===== Listing

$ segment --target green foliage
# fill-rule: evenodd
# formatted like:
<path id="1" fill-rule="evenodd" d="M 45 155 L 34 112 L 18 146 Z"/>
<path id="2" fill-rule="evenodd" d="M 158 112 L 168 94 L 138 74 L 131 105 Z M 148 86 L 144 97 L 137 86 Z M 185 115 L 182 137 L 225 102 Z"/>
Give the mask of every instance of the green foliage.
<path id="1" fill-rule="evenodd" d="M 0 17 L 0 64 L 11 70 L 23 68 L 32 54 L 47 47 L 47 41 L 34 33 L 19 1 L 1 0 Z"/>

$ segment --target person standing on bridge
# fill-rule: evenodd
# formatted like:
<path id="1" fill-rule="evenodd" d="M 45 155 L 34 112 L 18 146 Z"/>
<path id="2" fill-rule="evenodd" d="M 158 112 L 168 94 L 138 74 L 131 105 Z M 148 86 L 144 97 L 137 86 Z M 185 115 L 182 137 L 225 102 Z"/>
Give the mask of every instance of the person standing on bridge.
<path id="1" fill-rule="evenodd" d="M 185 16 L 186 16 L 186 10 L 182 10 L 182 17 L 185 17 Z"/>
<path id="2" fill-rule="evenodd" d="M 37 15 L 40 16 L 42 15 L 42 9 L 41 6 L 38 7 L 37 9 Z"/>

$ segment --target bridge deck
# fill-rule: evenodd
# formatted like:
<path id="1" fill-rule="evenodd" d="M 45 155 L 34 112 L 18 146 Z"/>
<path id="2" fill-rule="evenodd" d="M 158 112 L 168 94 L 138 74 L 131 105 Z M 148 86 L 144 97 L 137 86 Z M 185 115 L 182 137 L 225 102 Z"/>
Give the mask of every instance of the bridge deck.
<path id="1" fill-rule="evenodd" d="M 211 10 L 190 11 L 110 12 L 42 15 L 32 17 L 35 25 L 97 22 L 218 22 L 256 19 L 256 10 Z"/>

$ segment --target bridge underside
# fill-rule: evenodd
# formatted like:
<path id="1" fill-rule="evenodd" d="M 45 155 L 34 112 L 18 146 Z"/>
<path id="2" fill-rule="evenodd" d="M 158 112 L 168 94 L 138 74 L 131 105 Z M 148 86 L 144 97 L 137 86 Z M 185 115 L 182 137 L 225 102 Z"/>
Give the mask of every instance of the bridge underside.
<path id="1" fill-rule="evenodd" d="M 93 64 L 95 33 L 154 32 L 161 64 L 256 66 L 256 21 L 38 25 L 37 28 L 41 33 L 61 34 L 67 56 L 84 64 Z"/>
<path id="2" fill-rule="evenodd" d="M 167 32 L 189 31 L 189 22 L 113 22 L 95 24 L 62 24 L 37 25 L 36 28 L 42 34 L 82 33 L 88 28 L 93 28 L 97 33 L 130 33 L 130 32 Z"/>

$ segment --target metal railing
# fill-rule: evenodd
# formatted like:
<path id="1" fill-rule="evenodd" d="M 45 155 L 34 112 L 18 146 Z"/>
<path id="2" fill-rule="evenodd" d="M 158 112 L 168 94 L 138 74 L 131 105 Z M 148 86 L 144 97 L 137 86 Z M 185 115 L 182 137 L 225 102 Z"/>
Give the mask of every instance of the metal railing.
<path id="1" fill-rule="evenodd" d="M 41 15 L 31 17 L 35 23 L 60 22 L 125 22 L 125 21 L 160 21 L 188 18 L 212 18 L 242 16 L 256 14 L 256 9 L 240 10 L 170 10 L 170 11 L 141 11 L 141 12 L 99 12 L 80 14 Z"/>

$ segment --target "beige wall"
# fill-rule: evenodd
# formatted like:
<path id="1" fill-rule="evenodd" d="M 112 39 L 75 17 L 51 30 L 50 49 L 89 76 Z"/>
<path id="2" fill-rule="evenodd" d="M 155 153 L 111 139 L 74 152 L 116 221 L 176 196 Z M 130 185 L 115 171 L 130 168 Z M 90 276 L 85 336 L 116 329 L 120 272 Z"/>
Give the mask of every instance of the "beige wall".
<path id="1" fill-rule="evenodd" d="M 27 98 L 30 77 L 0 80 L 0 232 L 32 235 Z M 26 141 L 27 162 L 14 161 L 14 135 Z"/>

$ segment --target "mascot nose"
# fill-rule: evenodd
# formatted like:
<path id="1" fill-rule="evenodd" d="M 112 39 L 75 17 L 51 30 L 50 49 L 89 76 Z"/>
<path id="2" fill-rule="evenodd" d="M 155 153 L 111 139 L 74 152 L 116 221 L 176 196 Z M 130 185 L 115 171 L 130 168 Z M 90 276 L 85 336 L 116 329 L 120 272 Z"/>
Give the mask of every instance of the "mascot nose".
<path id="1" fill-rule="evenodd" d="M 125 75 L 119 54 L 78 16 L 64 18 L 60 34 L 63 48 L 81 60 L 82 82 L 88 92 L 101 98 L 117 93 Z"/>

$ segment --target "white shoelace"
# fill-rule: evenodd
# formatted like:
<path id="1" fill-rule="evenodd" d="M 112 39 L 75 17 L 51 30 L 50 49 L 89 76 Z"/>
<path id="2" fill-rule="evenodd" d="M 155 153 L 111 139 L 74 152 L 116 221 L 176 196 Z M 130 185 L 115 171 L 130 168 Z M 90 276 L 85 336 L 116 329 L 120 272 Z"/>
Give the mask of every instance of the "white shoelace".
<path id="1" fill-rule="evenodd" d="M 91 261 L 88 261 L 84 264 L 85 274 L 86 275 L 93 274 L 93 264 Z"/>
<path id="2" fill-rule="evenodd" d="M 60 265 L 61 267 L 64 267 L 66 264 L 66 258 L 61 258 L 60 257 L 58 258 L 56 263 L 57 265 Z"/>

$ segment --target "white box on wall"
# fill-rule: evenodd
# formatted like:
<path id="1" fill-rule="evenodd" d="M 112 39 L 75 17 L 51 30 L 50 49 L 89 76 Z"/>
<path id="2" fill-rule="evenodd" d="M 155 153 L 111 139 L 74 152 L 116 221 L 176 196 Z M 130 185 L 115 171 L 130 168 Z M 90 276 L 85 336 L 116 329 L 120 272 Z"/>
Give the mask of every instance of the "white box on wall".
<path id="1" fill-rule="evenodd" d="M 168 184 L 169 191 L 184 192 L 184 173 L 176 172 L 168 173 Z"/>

==========

Scale the data from the line with "--target person standing on bridge" up to and including the line with "211 10 L 190": give those lines again, requests included, with every coordinate in the answers multiplied by 0.95 and rounded to whole numbers (halves up), leaving the numbers in the requests and their format samples unchanged. Return only those lines.

$ segment --target person standing on bridge
# fill-rule: evenodd
# formatted like:
<path id="1" fill-rule="evenodd" d="M 45 155 L 34 112 L 18 146 Z"/>
<path id="2" fill-rule="evenodd" d="M 158 112 L 168 94 L 138 74 L 131 105 Z M 148 86 L 144 97 L 137 86 Z M 185 115 L 182 137 L 225 102 Z"/>
Give the mask of every instance of the person standing on bridge.
<path id="1" fill-rule="evenodd" d="M 176 15 L 177 15 L 177 10 L 173 10 L 173 16 L 176 16 Z"/>
<path id="2" fill-rule="evenodd" d="M 35 14 L 38 15 L 40 14 L 40 9 L 39 6 L 36 7 L 35 9 Z"/>

$ segment --target bridge deck
# fill-rule: evenodd
# formatted like:
<path id="1" fill-rule="evenodd" d="M 45 155 L 34 112 L 18 146 Z"/>
<path id="2" fill-rule="evenodd" d="M 158 112 L 168 94 L 138 74 L 131 105 Z M 148 86 L 144 97 L 137 86 Z M 185 115 L 182 137 L 225 102 Z"/>
Give the mask of every instance of the bridge deck.
<path id="1" fill-rule="evenodd" d="M 200 10 L 181 10 L 105 11 L 40 14 L 30 16 L 33 24 L 92 21 L 207 21 L 243 18 L 243 10 Z"/>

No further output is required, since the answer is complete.